Assigned task:
Pull every "soccer" line out of the data below.

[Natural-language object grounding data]
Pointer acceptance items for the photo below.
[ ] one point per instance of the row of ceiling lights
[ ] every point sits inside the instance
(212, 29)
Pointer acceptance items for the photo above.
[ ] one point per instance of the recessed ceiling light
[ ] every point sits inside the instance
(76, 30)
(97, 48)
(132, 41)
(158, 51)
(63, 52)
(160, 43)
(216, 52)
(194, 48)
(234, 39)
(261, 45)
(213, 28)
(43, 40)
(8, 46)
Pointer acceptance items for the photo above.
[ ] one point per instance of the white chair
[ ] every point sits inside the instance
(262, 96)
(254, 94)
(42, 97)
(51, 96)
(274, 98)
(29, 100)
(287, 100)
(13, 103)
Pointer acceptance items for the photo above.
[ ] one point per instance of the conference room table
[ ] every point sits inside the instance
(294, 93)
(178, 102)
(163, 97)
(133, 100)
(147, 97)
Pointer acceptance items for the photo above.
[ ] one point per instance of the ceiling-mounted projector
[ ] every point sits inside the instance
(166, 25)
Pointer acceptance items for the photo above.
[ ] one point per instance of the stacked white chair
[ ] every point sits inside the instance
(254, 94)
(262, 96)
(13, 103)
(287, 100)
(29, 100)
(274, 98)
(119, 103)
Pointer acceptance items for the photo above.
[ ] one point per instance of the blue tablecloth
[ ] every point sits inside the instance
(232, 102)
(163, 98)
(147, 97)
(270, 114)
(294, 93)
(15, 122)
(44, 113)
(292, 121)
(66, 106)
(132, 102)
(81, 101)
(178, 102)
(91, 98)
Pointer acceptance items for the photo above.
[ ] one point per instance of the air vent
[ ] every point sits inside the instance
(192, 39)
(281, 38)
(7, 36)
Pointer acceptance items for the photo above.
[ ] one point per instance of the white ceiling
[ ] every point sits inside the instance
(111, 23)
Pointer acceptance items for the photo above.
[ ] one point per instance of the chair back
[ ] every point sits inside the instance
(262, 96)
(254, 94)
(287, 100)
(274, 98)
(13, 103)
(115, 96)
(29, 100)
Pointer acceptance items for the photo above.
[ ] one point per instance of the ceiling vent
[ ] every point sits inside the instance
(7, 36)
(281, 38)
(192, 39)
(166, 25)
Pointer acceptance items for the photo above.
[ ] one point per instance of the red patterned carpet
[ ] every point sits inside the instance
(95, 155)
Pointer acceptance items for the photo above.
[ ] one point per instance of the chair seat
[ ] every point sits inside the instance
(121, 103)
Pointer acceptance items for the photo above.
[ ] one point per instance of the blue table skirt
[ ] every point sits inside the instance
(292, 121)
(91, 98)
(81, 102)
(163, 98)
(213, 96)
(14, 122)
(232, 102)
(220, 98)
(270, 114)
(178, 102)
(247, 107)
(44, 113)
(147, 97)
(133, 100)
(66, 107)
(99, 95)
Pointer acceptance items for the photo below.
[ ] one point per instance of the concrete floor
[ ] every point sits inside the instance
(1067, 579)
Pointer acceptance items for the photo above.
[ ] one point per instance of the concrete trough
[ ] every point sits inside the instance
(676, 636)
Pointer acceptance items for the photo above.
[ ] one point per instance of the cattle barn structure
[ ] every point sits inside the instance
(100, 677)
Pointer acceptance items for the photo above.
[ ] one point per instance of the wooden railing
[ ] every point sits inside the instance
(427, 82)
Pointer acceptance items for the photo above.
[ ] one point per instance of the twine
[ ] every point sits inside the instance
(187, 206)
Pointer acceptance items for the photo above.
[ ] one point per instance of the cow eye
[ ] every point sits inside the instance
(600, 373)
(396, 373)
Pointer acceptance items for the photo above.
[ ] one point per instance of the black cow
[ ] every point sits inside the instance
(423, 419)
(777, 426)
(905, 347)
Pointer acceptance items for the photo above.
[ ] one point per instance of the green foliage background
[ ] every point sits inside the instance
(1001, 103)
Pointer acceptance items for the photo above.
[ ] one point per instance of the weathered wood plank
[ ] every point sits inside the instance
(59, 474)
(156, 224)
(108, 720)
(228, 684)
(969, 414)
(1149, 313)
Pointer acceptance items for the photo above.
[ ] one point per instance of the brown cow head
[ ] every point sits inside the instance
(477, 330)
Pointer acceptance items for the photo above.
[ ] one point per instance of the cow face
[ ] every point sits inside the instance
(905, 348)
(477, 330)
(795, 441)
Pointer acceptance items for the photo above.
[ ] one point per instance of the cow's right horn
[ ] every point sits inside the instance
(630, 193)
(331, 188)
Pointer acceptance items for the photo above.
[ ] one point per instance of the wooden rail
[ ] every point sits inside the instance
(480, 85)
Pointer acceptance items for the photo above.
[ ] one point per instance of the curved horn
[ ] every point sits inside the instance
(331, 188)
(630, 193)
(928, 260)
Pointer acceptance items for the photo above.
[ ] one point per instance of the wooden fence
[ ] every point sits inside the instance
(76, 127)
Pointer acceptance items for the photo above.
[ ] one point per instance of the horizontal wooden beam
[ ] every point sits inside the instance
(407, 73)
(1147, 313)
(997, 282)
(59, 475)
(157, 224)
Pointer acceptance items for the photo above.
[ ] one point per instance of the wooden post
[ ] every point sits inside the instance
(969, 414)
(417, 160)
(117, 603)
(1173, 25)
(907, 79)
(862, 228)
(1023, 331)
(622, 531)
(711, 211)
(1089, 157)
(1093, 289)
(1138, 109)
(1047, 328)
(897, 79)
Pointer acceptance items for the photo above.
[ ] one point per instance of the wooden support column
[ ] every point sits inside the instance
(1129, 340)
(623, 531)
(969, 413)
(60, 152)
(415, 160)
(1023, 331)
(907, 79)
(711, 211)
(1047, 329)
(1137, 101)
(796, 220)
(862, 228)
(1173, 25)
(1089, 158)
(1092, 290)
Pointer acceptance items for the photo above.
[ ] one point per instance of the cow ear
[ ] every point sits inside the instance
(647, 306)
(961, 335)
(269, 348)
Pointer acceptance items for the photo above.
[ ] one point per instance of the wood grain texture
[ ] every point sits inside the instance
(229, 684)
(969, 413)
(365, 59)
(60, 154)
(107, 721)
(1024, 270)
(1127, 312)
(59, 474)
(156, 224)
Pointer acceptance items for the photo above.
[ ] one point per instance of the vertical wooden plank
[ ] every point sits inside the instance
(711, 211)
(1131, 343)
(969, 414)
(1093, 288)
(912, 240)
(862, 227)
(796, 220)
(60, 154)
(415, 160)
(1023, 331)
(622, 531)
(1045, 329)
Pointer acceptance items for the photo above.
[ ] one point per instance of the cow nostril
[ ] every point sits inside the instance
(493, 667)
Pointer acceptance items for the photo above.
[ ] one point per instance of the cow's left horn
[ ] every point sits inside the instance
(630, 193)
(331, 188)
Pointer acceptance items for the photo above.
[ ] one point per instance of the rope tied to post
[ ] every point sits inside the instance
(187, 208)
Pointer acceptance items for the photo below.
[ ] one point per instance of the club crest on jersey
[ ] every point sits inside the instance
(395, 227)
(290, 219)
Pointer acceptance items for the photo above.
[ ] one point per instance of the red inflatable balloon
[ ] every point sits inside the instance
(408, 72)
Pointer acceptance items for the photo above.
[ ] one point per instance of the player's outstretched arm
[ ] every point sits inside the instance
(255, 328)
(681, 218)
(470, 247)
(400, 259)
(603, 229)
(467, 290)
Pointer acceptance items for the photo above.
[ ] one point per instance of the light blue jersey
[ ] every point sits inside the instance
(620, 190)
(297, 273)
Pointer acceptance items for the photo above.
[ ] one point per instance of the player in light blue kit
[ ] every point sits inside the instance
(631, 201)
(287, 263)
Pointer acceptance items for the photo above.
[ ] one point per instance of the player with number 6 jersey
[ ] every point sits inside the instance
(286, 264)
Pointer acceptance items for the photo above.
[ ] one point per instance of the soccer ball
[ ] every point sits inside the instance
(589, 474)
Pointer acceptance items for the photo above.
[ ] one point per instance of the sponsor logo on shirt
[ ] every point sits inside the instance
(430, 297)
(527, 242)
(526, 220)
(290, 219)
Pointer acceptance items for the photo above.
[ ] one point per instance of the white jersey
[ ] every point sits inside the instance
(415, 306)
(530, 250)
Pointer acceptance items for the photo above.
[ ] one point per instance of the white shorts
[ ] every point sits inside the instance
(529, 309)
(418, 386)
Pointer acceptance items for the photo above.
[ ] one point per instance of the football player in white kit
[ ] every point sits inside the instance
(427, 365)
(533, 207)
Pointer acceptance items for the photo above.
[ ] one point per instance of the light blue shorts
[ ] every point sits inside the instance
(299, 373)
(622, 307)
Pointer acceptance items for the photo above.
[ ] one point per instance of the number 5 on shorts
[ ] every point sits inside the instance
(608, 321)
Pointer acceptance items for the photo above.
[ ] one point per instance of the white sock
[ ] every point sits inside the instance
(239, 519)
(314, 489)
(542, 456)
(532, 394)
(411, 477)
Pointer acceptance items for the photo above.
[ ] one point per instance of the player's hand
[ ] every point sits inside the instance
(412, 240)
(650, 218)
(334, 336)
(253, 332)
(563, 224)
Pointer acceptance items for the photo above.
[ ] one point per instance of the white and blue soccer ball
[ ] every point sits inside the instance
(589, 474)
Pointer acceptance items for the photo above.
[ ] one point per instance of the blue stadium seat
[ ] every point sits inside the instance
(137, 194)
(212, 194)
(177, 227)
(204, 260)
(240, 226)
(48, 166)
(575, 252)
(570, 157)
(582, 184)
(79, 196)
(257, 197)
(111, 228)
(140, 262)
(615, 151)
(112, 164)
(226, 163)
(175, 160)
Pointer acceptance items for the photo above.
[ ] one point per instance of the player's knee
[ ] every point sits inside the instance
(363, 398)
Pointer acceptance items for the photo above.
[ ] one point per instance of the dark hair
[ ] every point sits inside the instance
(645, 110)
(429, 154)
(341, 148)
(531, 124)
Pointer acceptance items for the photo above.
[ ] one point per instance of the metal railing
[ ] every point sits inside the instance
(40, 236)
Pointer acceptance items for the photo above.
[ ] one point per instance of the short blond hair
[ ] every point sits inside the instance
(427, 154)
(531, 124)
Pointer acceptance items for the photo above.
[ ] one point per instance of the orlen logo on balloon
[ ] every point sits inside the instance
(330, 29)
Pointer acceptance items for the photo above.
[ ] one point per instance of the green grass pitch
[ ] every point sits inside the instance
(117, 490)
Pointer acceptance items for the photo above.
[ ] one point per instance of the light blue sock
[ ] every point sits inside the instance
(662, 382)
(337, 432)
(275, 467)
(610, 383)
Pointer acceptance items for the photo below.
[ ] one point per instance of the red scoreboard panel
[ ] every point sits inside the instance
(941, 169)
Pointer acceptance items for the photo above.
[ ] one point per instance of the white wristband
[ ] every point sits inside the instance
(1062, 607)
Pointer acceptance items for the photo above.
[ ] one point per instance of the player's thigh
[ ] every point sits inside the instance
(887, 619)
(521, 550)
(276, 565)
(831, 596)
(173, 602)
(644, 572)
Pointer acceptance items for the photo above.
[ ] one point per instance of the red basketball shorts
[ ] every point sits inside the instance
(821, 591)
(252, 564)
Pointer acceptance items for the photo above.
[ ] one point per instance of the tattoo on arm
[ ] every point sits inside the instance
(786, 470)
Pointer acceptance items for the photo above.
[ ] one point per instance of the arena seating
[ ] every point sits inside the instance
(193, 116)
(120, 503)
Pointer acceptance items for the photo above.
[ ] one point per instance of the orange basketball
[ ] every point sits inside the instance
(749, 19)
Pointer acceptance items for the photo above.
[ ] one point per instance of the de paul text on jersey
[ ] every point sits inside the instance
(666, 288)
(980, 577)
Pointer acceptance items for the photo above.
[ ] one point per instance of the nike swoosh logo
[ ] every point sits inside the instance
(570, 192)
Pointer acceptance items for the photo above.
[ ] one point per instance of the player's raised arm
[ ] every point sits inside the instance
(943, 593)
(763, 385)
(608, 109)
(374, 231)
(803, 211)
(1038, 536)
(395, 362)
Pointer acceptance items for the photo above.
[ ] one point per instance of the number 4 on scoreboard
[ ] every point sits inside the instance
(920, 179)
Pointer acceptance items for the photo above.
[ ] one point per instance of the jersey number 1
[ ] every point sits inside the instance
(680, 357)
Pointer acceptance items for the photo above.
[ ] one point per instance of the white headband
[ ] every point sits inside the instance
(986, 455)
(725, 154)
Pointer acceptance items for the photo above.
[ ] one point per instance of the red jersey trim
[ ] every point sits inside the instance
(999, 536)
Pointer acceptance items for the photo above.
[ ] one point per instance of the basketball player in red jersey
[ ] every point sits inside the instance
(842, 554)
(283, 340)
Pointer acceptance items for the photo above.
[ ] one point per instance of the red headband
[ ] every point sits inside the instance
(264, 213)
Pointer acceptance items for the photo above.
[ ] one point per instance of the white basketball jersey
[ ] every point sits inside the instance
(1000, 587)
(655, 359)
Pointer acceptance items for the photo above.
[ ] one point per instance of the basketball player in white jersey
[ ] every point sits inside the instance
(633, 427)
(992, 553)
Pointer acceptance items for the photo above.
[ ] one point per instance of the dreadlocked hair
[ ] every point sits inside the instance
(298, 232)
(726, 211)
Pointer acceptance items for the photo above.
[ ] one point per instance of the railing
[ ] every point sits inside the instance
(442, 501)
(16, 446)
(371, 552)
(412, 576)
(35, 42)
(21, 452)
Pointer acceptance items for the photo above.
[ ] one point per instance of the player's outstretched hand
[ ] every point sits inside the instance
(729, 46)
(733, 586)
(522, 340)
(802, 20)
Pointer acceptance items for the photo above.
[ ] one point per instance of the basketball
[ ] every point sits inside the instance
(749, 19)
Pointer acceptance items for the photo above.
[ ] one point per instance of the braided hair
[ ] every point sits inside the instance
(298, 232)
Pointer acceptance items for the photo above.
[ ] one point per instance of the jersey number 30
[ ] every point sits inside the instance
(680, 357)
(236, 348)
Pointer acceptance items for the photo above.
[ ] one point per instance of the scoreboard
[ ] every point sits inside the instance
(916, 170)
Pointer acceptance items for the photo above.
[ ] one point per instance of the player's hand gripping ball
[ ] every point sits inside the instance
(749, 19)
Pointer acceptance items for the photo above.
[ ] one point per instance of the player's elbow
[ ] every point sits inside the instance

Exercise response:
[ ] one point per instance of the soccer ball
[ ] one point per instance of the white and blue soccer ball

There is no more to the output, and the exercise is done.